---- TEXT SHOWN
Infrastructure: The Good, The Bad, and the Dangerous

“What we’ve underestimated is the degree to which human beliefs, values, and even personalities are embedded in everything we do, everything we build, including software.”

Based on a talk given at the NASEM Roundtable Adopting Open Science Practices: Researcher Perspectives on Incentives and Disincentives | Kristen Ratan | September 20, 2019

Infrastructure is the street we walk on, the trains we take, the airports we fly in and out of. It’s also the servers we use, the standards that keep us safe, and the software embedded in our cars, our refrigerators, our phones and more. So far we’ve taken an innovative but hap-hazard approach to our technological infrastructure. We expect smart people to build things and we don’t ask a lot of questions about how and why they do.

“There are benefits to open and risks to closed infrastructure”


I’m a fan of open infrastructure over proprietary solutions. I’m also in favor of communities having some say in how their infrastructure is built and run, the types of metrics being collected, and how these are used. I think that this is particularly important when we are talking about some of the world’s most precious information and people – in the world of research and education.

With closed, companies can buy and sell your infrastructure at any time. Closed infrastructure often owns the data that it contains and generates. This means that data about your content, its authors, its readers, your data, your research pursuits, your students, can all be bought and sold. With open access, we are trying to reverse having given away the rights to years of research content. Let’s not do the same with all of the data of research, scholarship and education.
--------
---- LISTED RECORDS
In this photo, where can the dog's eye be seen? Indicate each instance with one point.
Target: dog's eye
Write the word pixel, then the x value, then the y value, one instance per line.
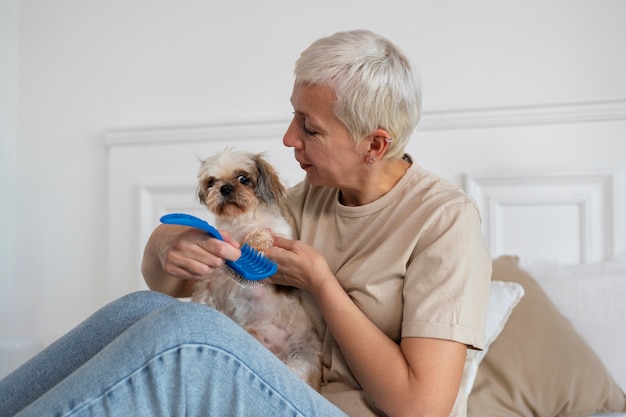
pixel 243 179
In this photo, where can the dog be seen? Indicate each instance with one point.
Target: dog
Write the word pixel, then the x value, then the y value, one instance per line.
pixel 244 193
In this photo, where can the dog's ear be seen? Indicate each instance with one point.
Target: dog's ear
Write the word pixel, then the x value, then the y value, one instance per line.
pixel 269 188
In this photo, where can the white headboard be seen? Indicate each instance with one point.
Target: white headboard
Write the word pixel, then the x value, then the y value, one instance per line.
pixel 569 217
pixel 548 180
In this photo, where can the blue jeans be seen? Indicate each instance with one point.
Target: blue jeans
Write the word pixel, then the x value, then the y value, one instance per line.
pixel 148 354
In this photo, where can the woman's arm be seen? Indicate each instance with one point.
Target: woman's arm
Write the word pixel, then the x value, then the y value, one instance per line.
pixel 176 256
pixel 420 376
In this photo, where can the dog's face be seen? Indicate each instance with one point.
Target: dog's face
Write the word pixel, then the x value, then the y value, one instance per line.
pixel 233 183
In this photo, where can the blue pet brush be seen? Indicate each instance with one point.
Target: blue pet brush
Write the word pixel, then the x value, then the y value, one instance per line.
pixel 250 270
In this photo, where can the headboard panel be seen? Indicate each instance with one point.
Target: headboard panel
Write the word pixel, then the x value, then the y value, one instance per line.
pixel 570 217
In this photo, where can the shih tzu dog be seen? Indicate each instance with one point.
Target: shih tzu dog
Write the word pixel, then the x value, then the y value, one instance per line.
pixel 244 193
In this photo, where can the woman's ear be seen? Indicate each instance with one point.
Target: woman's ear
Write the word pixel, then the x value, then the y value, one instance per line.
pixel 380 140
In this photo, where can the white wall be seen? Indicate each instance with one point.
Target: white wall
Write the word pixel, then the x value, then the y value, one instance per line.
pixel 84 67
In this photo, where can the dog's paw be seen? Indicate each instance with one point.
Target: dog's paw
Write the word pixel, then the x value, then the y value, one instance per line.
pixel 259 239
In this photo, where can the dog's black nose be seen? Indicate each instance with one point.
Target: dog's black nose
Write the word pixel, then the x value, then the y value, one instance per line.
pixel 226 189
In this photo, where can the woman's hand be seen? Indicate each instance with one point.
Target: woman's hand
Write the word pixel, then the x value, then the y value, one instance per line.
pixel 176 256
pixel 419 376
pixel 300 265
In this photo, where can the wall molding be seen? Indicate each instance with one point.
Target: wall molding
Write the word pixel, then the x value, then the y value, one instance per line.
pixel 581 112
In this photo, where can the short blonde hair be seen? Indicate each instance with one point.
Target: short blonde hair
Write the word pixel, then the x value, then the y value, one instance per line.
pixel 375 84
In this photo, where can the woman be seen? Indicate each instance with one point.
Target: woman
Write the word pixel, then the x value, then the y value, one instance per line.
pixel 391 260
pixel 391 255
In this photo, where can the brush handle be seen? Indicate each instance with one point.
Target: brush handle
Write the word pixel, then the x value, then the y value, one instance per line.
pixel 183 219
pixel 249 270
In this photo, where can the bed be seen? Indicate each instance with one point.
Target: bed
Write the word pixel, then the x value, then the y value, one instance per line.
pixel 556 343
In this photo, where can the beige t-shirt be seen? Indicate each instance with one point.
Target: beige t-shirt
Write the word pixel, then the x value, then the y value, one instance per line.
pixel 414 261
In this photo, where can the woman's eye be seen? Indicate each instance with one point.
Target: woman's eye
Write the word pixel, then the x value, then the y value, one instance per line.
pixel 243 179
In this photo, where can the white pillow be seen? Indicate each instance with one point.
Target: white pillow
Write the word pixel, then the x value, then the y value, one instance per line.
pixel 503 297
pixel 592 297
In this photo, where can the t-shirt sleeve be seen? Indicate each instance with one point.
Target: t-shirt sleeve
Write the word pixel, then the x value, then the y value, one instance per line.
pixel 446 287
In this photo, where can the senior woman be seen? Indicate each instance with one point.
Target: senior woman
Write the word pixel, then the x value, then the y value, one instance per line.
pixel 390 258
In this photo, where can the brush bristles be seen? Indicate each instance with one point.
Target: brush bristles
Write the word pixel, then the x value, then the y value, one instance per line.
pixel 241 281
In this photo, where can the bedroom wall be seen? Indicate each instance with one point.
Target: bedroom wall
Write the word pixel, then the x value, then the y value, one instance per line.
pixel 85 67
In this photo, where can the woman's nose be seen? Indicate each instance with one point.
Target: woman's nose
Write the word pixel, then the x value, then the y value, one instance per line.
pixel 290 138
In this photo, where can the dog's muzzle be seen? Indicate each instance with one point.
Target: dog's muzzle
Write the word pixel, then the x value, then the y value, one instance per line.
pixel 226 190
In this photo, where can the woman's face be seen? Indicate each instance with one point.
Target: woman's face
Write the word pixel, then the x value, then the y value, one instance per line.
pixel 322 144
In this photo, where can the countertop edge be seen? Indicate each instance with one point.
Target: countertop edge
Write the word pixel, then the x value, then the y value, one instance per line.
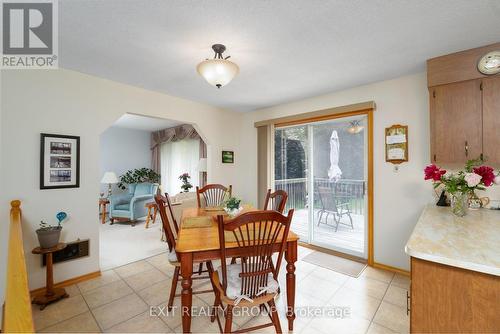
--------
DIRECTIVES:
[1] In the infrastructure text, what can companies do with closed infrastructure at any time?
[2] Translate this sentence from the infrastructure text into Spanish: "Infrastructure is the street we walk on, the trains we take, the airports we fly in and out of."
[3] Rewrite the part of the infrastructure text that begins at the words "Infrastructure: The Good, The" and stops after "why they do.", putting "skilled engineers" in place of "smart people".
The items have no connection to the infrastructure text.

OUTPUTS FOR THE TASKS:
[1] They can buy and sell it.

[2] La infraestructura es la calle por la que caminamos, los trenes que tomamos, los aeropuertos de los que salimos y a los que llegamos en avión.

[3]
Infrastructure: The Good, The Bad, and the Dangerous

“What we’ve underestimated is the degree to which human beliefs, values, and even personalities are embedded in everything we do, everything we build, including software.”

Based on a talk given at the NASEM Roundtable Adopting Open Science Practices: Researcher Perspectives on Incentives and Disincentives | Kristen Ratan | September 20, 2019

Infrastructure is the street we walk on, the trains we take, the airports we fly in and out of. It’s also the servers we use, the standards that keep us safe, and the software embedded in our cars, our refrigerators, our phones and more. So far we’ve taken an innovative but hap-hazard approach to our technological infrastructure. We expect skilled engineers to build things and we don’t ask a lot of questions about how and why they do.